EXERCISE REQUIREMENTS:
1: Summarize the passage on computer Go in two sentences.
2: In the passage on computer Go, what result did MIGOS reach when it solved the 5×5 board?

PAGE:
** begin **

The large board (19×19, 361 intersections) is often noted as one of the primary reasons why a strong program is hard to create. The large board size prevents an alpha-beta searcher from achieving deep look-ahead without significant search extensions or pruning heuristics.

In 2002, a computer program called MIGOS (MIni GO Solver) completely solved the game of Go for the 5×5 board. Black wins, taking the whole board.[33]

Number of move options

Continuing the comparison to chess, Go moves are not as limited by the rules of the game. For the first move in chess, the player has twenty choices. Go players begin with a choice of 55 distinct legal moves, accounting for symmetry. This number rises quickly as symmetry is broken, and soon almost all of the 361 points of the board must be evaluated.

Evaluation function

One of the most basic tasks in a game is to assess a board position: which side is favored, and by how much? In chess, many future positions in a tree are direct wins for one side, and boards have a reasonable heuristic for evaluation in simple material counting, as well as certain positional factors such as pawn structure. A future where one side has lost their queen for no benefit clearly favors the other side. These types of positional evaluation rules cannot efficiently be applied to Go. The value of a Go position depends on a complex analysis to determine whether or not the group is alive, which stones can be connected to one another, and heuristics around the extent to which a strong position has influence, or the extent to which a weak position can be attacked. A stone placed might not have immediate influence, but after many moves could become highly important in retrospect as other areas of the board take shape.

** end **

Data extracted from a collection:
** begin **

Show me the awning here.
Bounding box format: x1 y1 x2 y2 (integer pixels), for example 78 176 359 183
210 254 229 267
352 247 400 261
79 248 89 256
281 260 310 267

** end **

SOLUTIONS:
1: The large 19×19 board keeps an alpha-beta searcher from looking far ahead without significant search extensions or pruning heuristics, and Go moves are less limited than chess moves, with 55 distinct legal opening moves against chess's twenty. Chess-style evaluation rules such as material counting cannot efficiently be applied to Go, where a position's value depends on complex analysis of whether groups are alive, which stones can connect, and how much influence or vulnerability a position has.

2: Black wins, taking the whole board.